2) Rolling back transactions that have been explicitly rolled
back or have not been committed.

3) Releasing any resources held by transactions in process at the
time of the failure.

4) Instance recovery is not necessary if the database is shutdown
normally.

Media failure
=============

Media failure is a hardware, software, or system failure that prevents
reading or writing to files that are required to operate the database.
Media failure is a failure caused by the loss of the control file,
database files or redo log file.

Media Recovery
==============

What is needed for media recovery?
---------------------------------

The database must be operating in ARCHIVELOG mode. In addition, you must
have the latest backup of database, all online redo log files, archived logs,
current control file.

Performing Recovery
-------------------

You can use different commands to recover your database. They are:

1) RECOVER DATABASE

This command is only used with a current control file. Database must
be mounted, but not OPEN. The control file is compared with the
datafile header and brings the datafiles up to date by applying
archived redo logs to make the control file entries match the datafile
header. Online redo logs are applied to make the datafiles current.

Once the recovery is complete open the database with:

ALTER DATABASE OPEN

2) RECOVER DATAFILE

This command is used when database is up and cannot be stopped. Can
also be used when the database is in mounted state. The tablespace
which contains these datafiles must be taken offline.

Issue RECOVER DATAFILE , command. You will be
prompted for log files. The changes will be applied only to these
files.

Once the media recovery is complete the tablespace can be brought
online. Allows 'multi-tasking' recovery. Different datafiles can
be recovered parallelly using different sessions or terminals.
Very useful when there are several datafiles to be recovered.

3) RECOVER TABLESPACE

Tablespace must be offline. Database must be in OPEN state. Recovers
a single tablespace to the current state. This command cannot be
used on SYSTEM tablespace or a tablespace which has rollback
segments having a status "in use". If having database OPEN is not an
issue, can recover using standard recovery (RECOVER DATABASE).

4) RECOVER DATABASE MANUAL

Manual recovery after media failure enables you to control how
many redo log files to apply to the database. This can used to undo
an inadvertent change to the database by stopping recovery before the
change took place. MANUAL option needed for recovery with a control
file backup (old copy) and current control file is not available.

Database must be MOUNTed but not OPEN. After MOUNTing the database
connect internal and issue RECOVER DATABASE MANUAL command. Then you
will be prompted beginning with the earliest redo log file recorded in
the header of each database file. The recovery process will continue to
prompt for redo log files until CANCEL is typed when prompted for the
next redo log file. Recovery can be cancelled at any time of any redo
log.

— Instruction A —
List everything the database recovery text says you must have for media recovery, apart from running the database in ARCHIVELOG mode.
— Instruction B —
Revise the passage of the database recovery text that starts at "You can use" and ends at "the datafiles current.", replacing "mounted" with "started".
— Instruction C —
Write the next part of the database recovery text, picking up right after its final sentence.

— Excerpted records —
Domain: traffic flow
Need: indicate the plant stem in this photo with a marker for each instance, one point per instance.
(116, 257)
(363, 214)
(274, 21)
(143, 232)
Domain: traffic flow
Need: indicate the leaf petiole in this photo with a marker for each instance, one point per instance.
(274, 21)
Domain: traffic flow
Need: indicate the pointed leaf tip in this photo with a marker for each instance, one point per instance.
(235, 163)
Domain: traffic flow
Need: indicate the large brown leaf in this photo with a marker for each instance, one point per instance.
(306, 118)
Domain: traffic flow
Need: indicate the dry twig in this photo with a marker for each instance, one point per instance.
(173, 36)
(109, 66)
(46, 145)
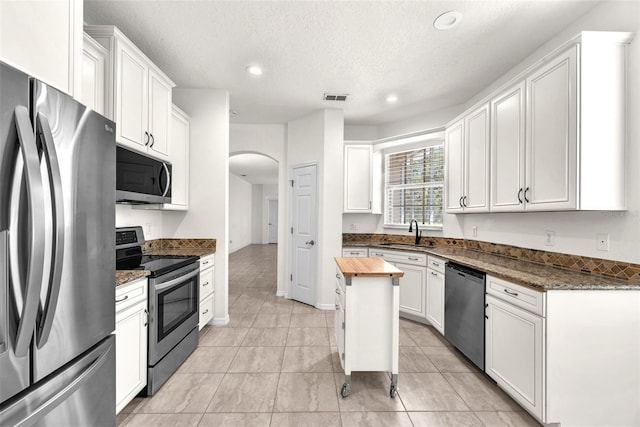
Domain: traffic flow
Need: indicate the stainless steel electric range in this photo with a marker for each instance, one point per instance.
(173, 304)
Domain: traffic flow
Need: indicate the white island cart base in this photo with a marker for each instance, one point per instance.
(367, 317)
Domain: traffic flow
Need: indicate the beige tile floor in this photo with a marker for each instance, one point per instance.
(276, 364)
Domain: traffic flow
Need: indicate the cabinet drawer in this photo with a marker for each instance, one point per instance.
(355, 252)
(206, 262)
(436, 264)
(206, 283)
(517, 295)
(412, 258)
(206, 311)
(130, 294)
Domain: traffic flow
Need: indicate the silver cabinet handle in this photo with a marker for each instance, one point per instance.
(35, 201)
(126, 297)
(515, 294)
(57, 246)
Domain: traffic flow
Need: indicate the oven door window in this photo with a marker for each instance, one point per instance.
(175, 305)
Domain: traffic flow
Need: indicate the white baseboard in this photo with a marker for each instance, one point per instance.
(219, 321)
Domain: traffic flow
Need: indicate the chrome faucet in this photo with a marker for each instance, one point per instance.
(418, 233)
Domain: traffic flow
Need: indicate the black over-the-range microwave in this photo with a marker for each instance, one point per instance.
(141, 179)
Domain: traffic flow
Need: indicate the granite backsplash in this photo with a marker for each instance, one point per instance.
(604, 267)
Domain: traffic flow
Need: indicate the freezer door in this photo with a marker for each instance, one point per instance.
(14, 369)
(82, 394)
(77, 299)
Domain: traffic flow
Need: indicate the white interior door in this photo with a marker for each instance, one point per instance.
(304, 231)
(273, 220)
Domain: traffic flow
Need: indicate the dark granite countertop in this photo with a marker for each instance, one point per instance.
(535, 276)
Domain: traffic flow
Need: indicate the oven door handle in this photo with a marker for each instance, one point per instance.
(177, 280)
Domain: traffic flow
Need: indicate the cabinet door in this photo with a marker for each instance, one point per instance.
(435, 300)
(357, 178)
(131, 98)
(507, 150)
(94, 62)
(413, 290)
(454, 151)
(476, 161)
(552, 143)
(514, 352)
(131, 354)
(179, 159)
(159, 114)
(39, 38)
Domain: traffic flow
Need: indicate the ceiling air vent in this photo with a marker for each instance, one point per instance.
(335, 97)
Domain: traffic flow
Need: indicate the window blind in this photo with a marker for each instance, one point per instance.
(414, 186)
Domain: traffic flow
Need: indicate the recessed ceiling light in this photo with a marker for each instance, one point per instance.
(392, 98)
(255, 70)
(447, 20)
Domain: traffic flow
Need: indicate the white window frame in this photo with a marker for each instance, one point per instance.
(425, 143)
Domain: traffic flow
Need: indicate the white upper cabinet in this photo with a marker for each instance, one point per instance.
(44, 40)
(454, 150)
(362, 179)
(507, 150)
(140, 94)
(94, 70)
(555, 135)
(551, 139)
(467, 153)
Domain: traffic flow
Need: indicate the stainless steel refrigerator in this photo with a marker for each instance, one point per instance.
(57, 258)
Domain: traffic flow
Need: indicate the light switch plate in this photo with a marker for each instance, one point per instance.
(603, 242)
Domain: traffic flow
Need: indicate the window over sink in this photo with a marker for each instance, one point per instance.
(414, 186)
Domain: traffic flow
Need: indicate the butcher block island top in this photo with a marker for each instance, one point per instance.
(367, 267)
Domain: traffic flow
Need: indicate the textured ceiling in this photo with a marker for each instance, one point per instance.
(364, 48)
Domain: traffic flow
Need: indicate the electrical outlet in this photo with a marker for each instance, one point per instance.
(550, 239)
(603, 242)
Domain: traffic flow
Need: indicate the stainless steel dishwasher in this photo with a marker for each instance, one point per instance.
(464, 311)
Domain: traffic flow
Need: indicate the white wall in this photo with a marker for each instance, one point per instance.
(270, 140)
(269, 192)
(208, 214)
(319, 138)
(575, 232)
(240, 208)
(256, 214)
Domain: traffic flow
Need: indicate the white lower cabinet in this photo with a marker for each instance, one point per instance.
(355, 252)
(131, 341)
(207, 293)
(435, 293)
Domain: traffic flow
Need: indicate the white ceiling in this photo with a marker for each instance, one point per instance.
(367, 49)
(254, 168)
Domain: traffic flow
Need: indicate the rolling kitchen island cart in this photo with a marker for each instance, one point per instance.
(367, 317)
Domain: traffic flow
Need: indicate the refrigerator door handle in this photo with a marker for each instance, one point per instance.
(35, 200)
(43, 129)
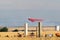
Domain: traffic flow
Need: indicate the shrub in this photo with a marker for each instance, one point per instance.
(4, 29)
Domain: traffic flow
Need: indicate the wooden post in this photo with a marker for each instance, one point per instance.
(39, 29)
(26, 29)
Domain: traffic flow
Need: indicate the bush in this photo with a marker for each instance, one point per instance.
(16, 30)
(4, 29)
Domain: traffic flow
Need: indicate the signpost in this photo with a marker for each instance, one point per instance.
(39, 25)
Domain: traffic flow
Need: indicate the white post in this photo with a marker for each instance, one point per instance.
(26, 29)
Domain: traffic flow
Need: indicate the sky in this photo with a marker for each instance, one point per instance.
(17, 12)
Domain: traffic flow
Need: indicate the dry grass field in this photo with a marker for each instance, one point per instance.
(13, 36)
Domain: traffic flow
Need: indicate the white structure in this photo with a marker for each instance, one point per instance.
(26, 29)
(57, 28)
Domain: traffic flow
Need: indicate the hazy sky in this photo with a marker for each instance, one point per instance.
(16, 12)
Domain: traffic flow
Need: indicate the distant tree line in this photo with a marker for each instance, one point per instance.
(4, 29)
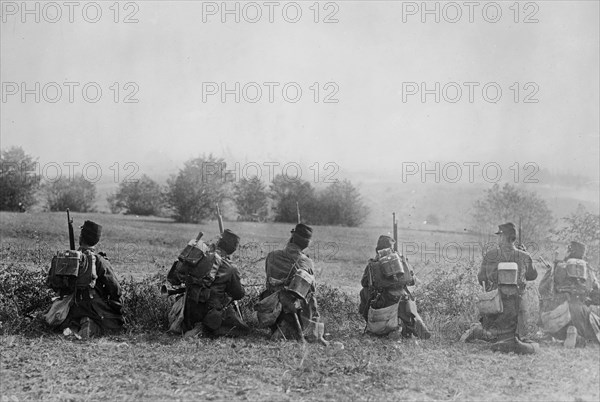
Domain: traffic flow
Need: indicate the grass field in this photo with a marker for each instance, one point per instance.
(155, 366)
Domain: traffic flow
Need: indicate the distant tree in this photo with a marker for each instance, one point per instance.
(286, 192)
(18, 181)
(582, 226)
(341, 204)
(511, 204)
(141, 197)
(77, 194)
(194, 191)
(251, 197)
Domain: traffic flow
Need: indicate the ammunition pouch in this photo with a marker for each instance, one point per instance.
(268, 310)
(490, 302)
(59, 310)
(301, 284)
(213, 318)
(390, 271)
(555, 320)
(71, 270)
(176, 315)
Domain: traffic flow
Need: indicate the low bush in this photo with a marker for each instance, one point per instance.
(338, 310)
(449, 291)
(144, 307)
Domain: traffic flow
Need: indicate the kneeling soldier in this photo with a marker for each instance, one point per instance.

— Reply A —
- The latest backup of the database
- All online redo log files
- Archived logs
- The current control file

— Reply B —
You can use different commands to recover your database. They are:

1) RECOVER DATABASE

This command is only used with a current control file. Database must
be started, but not OPEN. The control file is compared with the
datafile header and brings the datafiles up to date by applying
archived redo logs to make the control file entries match the datafile
header. Online redo logs are applied to make the datafiles current.

— Reply C —
5) RECOVER DATABASE UNTIL

Is same as RECOVER DATABASE MANUAL except the granularity is recovery
is stopped at a specified in time within a log file.
Cannot be used for recovery with an old copy(backup) of control file.

6) RECOVER DATABASE MANUAL UNTIL

Can be used for recovery with an old copy(backup) of control file.
Everything else is similar as RECOVER DATABASE UNTIL.

Opening the Database
--------------------

For safety, before starting any recovery action, always backup datafiles,
online logs, and control files. If space is a constraint then at least
backup the online logs and control files.

Open the database with: ALTER DATABASE OPEN [NO]RESETLOGS

NORESETLOGS

The NORESETLOGS option does not clear the redo log files during startup
and the online redo logs to be used for recovery. Only used in scenario
where MANUAL RECOVERY started, CANCEL used, and then RECOVER DATABASE
is started.

RESETLOGS

CAUTION: Never use RESETLOGS unless necessary.

Once RESETLOGS is used then the redo log files cannot be used
and any completed transactions in those redo logs are lost!!

Before using the RESETLOGS option take an offline backup of the
database.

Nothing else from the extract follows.